▸ **Short problem**
Write out, without any alteration, the lines starting with the line that contains "Where can you find the road" and continuing through the line that contains "point(19, 594)", with both of those lines included.

A data block:
'''
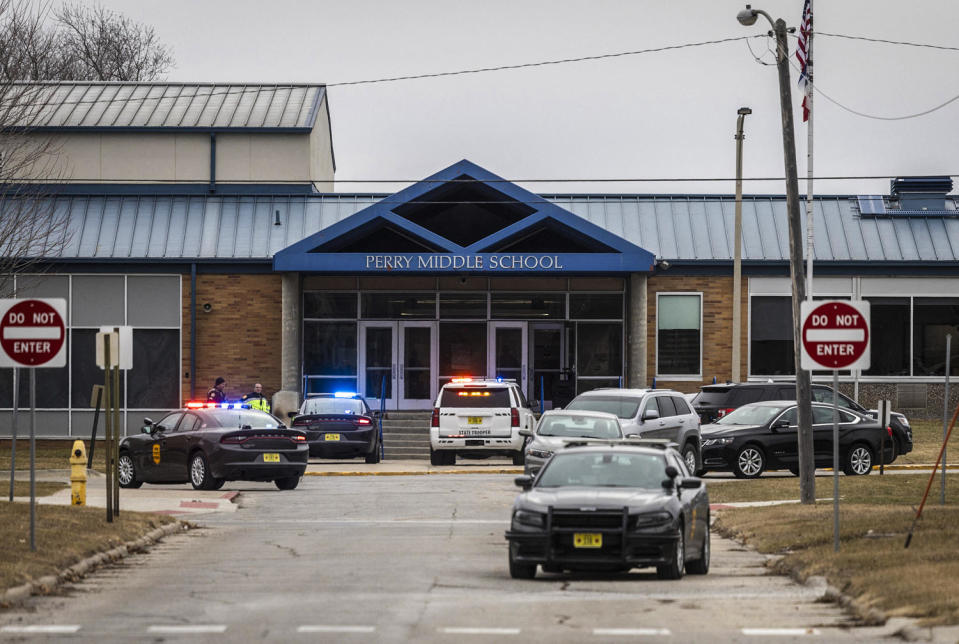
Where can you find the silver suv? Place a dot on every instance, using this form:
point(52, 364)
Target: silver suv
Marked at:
point(650, 413)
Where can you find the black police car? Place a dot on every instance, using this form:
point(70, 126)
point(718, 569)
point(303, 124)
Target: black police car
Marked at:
point(210, 443)
point(715, 401)
point(339, 425)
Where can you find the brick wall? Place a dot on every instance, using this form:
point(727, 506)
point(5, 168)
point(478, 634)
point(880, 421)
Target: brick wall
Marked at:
point(717, 294)
point(239, 339)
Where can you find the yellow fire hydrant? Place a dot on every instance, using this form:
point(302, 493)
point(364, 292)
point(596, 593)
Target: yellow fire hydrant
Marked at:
point(78, 473)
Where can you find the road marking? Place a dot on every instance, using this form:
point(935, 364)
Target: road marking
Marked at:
point(321, 628)
point(187, 629)
point(784, 632)
point(41, 628)
point(455, 630)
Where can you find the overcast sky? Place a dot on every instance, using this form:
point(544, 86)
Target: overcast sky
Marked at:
point(657, 115)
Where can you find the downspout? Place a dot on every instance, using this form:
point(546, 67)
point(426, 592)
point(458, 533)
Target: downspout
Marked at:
point(212, 161)
point(193, 331)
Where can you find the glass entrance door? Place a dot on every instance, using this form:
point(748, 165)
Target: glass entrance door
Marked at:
point(548, 364)
point(378, 353)
point(507, 346)
point(417, 386)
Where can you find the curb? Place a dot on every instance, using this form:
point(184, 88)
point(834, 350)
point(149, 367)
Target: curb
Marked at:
point(415, 472)
point(19, 594)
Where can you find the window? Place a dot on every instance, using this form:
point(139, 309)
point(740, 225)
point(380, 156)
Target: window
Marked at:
point(771, 337)
point(678, 334)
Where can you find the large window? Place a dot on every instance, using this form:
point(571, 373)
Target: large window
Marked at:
point(678, 334)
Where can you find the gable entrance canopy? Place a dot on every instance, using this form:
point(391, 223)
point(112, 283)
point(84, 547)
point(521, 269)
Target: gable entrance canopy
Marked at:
point(464, 219)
'''
▸ **Solution for this task**
Where can you find the road marking? Place a dot on every instance, using this form:
point(935, 364)
Target: road marking
Marked at:
point(321, 628)
point(187, 629)
point(784, 632)
point(41, 628)
point(455, 630)
Where can you find the overcast sky? Place a dot on every instance, using this form:
point(544, 86)
Target: overcast sky
Marked at:
point(657, 115)
Where can you find the downspout? Place a dot on every instance, using this form:
point(546, 67)
point(426, 592)
point(458, 533)
Target: downspout
Marked at:
point(212, 161)
point(193, 331)
Where can you find the glass entrance door? Place a dot on every instance, using this form:
point(748, 165)
Target: glass entrance door
Marked at:
point(548, 364)
point(378, 353)
point(507, 346)
point(417, 386)
Where can you find the curb? Place a dot on every instance, using this form:
point(184, 88)
point(834, 350)
point(149, 367)
Target: curb
Marked at:
point(415, 472)
point(19, 594)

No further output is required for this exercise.